• _SELECTION_
Imagine the planning of a battle. In very primitive times a large group of people would just gather together and attack another group of people. With no planning, the largest group would win. As conflicts became a common feature of human existence, survival depended upon winning these battles. Winning proved to be more probable if groups had leaders and even more probable if the leaders devised plans and tactics. With every side evolving leaders, tactics and strategies, winning depended upon which side had the best tactics and strategies.

Now if you forget about all the theorizing that must have gone on over the thousands of years of human conflicts and just realize that these battles have been about survival you will understand that the best strategies are those that would have become common to all armies: simply because the supporters of inferior strategies get killed off.

Looking at the system used by military forces we see that they have all evolved hierarchical structures with orders flowing from higher levels of the hierarchy down to the lower levels.

At the lowest level of a military force, is a single soldier. The single soldier is an object which is reproduced about ten times to produce a squad (virtual object). A squad object is repeated about three times to produce a regiment (virtual object); a regiment object is repeated about three times to produce a brigade (virtual object); a brigade object is repeated about three times to get a division (virtual object); a division object is repeated about three times to get a corps (virtual object). An army (virtual object) might have several corps and a country (virtual object) might have several armies.

General orders are issued from the top. These orders are dissipated as they go down the hierarchy, becoming more detailed and more specific as they get closer to the bottom level. In this way a general need not have to bother about what every man or piece of equipment in his army has to be doing to play their part in battle.

The general can concentrate on the main heuristic components of his strategy and leave the detail to others further down the line.

• _DATA SEGMENT_

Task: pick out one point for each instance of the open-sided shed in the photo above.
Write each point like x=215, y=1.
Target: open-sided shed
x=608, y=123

• _TO BE DONE_
a - Transcribe the passage on military hierarchy, starting at "Imagine the planning" and ending at "get killed off.".
b - Go on with the passage on military hierarchy, picking up after its last sentence.

• _EXPECTED ANSWERS_
a -
Imagine the planning of a battle. In very primitive times a large group of people would just gather together and attack another group of people. With no planning, the largest group would win. As conflicts became a common feature of human existence, survival depended upon winning these battles. Winning proved to be more probable if groups had leaders and even more probable if the leaders devised plans and tactics. With every side evolving leaders, tactics and strategies, winning depended upon which side had the best tactics and strategies.

Now if you forget about all the theorizing that must have gone on over the thousands of years of human conflicts and just realize that these battles have been about survival you will understand that the best strategies are those that would have become common to all armies: simply because the supporters of inferior strategies get killed off.

b -
Each element in turn receives each order from higher up and interprets that order in light of the information at hand and passes it on (dividing it into components where necessary) to the elements lower down. In this way, an order, to capture a large town will be broken down into innumerable elements, which ends up as specific instructions to single soldiers to take specific actions.

You might compare this object-oriented arrangement with that of the 'general' who is playing table top war games. The table top war game is the equivalent of the top down or structured approach where all the actions and activity are the result of a single controlling mind who has complete control and responsibility for every object's activity.

The real life general on the other hand just sets a goal and triggers the system off, leaving it to organize itself. Each object in the system triggers another, producing cascades of interdependent activity brought about by messages, with the result that the interactions are completely out of the hands of the general once he has issued the orders.

A hierarchical system of regulation and control is common with most organizations involving people because people are each capable of being autonomous decision makers.

Strict hierarchical bands have to be drawn to delineate ranges of responsibility and authority to maintain overall control and stability. A typical company management hierarchy would be of the form shown in fig 19/1.

Figure 19/1 A conventional management hierarchy

You might wonder how this management hierarchical structure differs from the hierarchical constructs we encountered earlier [in the Lingo Sorcery book] with the ancestor property. Can you see the difference between this management hierarchy and the ancestor based hierarchy we used with the example of the calculating men example [in the Lingo Sorcery book]? Take a look at the diagrams in figs 19/2a and 19/2b.

(Note: the ancestor hierarchy is based upon message flows through the ancestor portal - see Object-oriented programming)

Figure 19/2a Messages flowing down a hierarchy

Figure 19/2b Messages flowing up a hierarchy

In the hierarchical structure (fig 19/2a), the messages move from the top of the hierarchy to the bottom. In the ancestor structure (fig 19/2b) the messages move from the bottom to the top.

The difference between the two is that in the hierarchical structure the nodes have to make a decision (as to which node to pass the message on to) before they pass the message on and in the ancestor structure there is no need to make such a decision because there is only the single choice available.

In the ancestor structure diagram, shown in fig 19/2b, node C passes the message upwards where the message can only go to the single Node B in this direction. When Node B receives the message, it can only pass it on upwards to Node A.

With the hierarchical structure shown in fig 19/2b, Node A has to make a decision as to whether to send a message to Node B or to Node F. If the message goes down to Node B, Node B has to make a decision as to whether to send it to Node C, Node D or Node E.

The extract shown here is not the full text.